Texto de leitura
O professor universitário e assessor de imprensa Manuel Dantas não é de resumir, é-lhe impossível escrever pouco, mas faz o melhor que pode para apresentar um pouco de Chico da Tina: na sua obra, há uma “fricção entre passado e presente”, “tradição e mudança, aldeia e cidade”. As suas reflexões, dignas de estante poeirenta de biblioteca, encontram-se na página do artista no Genius (um site para interpretações de letras de música). Algumas viajam do século XIX até nós, à boleia do estudo intensivo da “obra Tiniana” por outros professores, todos eles habitantes deste universo que Francisco — rejeita dar-nos o seu último nome — criou.

“É como se falassem de mim para a imortalidade”, explica. Aqui, existem “incoerências lógicas” propositadas. Há duas pessoas numa só: o Chico rapper e o Francisco, de 23 anos, que às vezes se confunde com o primeiro. Não se quer dar a conhecer, nem tão pouco indica a sua formação ou percurso, porque isso “iria catalogar” o que tem vindo a fazer. É um skater de Viana do Castelo tornado rapper, a deslizar, sobre rodas, de concertina às costas. Chico da Tina (diminutivo para Francisco da Concertina) é uma trapstar que nos deixa na dúvida, suspensos.

Tarefas a realizar
1. Indique os pares de termos opostos que, segundo o texto sobre Chico da Tina, estão em "fricção" na obra do artista.
2. Prossiga o texto sobre Chico da Tina a partir da última frase apresentada.

(Registos de um conjunto de rotulagem por pontos)
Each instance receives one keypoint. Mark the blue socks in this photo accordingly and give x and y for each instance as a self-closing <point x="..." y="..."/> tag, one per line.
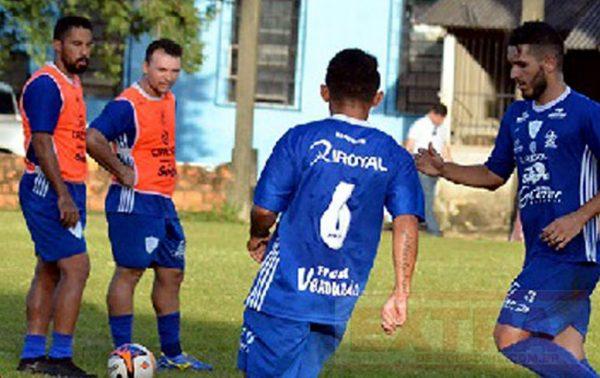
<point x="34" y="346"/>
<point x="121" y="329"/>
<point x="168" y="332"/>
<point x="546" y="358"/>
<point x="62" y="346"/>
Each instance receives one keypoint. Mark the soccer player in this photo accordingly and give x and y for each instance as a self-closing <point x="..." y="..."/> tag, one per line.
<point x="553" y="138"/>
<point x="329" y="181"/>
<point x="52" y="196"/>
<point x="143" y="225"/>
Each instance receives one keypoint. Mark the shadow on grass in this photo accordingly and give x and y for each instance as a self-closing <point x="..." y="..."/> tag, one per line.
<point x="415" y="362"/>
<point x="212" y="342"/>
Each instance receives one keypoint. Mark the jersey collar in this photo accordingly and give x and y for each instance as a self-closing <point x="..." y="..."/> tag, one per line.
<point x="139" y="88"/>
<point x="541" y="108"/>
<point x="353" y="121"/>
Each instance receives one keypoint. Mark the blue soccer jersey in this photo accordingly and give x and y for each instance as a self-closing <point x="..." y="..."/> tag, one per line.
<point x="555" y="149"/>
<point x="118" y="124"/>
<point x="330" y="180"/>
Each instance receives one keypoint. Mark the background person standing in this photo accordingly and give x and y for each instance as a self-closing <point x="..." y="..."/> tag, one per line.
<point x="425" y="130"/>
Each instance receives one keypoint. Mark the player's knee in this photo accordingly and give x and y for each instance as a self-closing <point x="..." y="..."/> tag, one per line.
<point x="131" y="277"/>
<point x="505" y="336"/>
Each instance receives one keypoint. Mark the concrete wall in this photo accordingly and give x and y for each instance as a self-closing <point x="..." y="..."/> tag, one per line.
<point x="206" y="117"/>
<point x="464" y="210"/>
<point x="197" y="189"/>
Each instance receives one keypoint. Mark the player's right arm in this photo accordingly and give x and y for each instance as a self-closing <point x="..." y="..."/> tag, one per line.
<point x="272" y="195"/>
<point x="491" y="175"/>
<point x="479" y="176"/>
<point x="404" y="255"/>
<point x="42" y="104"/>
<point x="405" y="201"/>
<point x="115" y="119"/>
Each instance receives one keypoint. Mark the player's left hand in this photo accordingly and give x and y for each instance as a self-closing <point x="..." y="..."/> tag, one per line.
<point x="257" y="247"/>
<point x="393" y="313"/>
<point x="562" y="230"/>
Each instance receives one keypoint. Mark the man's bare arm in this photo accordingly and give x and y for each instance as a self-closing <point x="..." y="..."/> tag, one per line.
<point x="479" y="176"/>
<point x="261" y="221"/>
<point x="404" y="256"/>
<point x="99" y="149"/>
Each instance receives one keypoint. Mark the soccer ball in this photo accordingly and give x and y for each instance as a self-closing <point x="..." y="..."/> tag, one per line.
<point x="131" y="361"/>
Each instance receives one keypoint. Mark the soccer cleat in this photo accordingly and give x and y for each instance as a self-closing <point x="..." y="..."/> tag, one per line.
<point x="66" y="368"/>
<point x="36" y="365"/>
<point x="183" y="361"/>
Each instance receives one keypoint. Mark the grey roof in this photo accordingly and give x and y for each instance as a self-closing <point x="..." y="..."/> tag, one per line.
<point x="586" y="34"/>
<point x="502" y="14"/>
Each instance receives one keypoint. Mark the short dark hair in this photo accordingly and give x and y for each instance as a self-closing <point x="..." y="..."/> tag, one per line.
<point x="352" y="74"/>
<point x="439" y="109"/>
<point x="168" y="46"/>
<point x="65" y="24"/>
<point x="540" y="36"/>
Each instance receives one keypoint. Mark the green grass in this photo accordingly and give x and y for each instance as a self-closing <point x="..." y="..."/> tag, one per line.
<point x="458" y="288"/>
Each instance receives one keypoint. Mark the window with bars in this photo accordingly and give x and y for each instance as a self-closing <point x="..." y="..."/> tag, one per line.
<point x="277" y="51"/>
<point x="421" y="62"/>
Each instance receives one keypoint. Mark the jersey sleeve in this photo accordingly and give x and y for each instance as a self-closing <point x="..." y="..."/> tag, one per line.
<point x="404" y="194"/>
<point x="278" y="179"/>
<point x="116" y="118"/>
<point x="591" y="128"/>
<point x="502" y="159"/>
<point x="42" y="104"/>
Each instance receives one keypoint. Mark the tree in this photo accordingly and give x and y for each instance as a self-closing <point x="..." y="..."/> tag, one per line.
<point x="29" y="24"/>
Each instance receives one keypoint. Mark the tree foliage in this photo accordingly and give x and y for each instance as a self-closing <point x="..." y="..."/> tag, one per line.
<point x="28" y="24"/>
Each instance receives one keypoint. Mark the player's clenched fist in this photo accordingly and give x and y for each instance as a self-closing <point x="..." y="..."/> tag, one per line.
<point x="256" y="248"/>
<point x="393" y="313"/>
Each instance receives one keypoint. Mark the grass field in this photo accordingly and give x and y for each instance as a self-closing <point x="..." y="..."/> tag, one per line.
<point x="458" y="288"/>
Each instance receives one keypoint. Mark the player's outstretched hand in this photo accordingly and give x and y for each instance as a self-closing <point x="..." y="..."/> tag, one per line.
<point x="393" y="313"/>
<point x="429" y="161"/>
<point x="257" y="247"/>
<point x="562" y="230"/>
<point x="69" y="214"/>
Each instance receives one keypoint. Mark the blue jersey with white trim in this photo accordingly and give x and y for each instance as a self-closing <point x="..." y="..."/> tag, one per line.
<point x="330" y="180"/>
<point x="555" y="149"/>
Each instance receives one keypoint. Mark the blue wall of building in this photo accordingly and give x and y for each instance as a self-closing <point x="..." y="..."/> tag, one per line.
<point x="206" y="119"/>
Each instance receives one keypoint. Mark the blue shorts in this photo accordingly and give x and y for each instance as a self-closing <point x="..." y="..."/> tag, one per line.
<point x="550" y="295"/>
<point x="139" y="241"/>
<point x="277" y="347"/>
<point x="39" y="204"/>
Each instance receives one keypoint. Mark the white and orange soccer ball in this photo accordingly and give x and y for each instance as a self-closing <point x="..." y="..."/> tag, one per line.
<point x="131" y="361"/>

Respostas por tarefa
1. Passado e presente; tradição e mudança; aldeia e cidade.

2.
Acompanhámo-lo em gírias, expressões, palavras e palavrões afiados, numa “proposta meta-irónica” saída do encontro entre Minho e Estados Unidos. E a fórmula trap-e-concertina já deu frutos: foi o primeiro vencedor do Prémio Mimo de Música e isso quer dizer que, entre os candidatos, recebeu o maior número de votos. Por isso, este sábado, 27 de Julho, soltará versos com ironia q.b. no festival Mimo, em Amarante, às 20h. A directora do festival, Lu Araújo, teceu-lhe, em comunicado, alguns elogios: para além de apontar a “linguagem particular e ousada”, refere-o como “um grande artista de Viana do Castelo, com muito potencial”. Em Outubro, actuará na edição brasileira do mesmo festival. Pelo meio, há concertos em Barcelos, Cristelos (Paredes) e Lisboa.

Trap com sabor a cabidela e sarrabulho

No YouTube, Põe-te Fino está a chegar às 400 mil visualizações. Lançada há um par de semanas, Musa, onde o ouvimos a arrastar um francês sedutor que se cruza com outras línguas, tem 82 mil — é o “vídeo mais intenso de 2019!!!”, lê-se no título da faixa. O primeiro EP, Trapalhadas, é o pontapé de partida do antigo defesa-direito da União Desportiva de Lanheses. Foi lançado no início de Julho e está disponível no Bandcamp. Na capa, vê-se a camisola da selecção portuguesa com um lustroso colarinho verde, a concertina aberta com um fole dourado. Há sempre um certo cuidado estético, nem que seja nos pêlos do peito cuidadosamente aparados em forma de triângulo. “Podia virar tendência.” Fica o desafio.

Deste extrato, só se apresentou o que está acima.